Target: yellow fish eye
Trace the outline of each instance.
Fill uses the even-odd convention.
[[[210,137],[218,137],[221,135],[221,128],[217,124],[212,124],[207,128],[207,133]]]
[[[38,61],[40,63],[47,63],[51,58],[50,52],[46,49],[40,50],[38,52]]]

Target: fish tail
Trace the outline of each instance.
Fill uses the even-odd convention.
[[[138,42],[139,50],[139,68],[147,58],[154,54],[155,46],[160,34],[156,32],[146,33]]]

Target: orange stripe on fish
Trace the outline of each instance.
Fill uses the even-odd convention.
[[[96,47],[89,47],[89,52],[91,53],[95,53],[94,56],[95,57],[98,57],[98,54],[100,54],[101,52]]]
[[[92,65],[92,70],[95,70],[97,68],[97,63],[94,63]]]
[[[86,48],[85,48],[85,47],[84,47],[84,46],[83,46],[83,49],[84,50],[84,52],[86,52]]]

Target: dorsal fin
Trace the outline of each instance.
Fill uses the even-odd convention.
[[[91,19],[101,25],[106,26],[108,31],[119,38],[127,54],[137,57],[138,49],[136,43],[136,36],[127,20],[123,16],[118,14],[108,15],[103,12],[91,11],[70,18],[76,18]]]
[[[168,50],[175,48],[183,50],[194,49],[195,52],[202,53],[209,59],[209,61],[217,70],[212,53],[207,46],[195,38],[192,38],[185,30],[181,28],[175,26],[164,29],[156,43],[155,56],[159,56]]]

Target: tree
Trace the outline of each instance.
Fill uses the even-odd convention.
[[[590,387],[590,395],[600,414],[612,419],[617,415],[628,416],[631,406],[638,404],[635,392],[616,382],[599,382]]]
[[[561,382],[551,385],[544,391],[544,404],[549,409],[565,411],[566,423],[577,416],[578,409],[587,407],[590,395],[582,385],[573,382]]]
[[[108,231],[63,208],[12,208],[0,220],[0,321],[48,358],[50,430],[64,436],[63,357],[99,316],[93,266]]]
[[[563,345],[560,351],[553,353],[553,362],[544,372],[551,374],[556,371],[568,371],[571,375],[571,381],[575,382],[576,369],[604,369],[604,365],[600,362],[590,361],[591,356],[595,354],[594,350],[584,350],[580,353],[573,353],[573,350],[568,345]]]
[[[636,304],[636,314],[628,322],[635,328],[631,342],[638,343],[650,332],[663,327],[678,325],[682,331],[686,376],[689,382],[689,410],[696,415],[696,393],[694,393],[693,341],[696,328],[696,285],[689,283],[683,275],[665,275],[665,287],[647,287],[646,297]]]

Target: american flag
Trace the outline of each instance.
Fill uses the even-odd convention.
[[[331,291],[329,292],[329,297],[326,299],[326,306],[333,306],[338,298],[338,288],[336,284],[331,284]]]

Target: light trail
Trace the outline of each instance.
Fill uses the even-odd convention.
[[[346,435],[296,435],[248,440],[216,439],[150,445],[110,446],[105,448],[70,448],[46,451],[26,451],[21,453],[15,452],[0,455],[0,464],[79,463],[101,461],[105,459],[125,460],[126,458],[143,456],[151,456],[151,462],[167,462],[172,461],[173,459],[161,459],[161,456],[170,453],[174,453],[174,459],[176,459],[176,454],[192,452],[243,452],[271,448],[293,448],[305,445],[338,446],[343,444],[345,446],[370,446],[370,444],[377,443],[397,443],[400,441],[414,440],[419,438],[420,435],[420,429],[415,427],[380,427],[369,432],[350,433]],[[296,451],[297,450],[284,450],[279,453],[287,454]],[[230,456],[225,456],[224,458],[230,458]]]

--------

Copy out each line of the material that contains the word "Target".

Target: yellow fish eye
Target: fish tail
Target: orange stripe on fish
Target: dorsal fin
Target: tree
Target: american flag
Target: light trail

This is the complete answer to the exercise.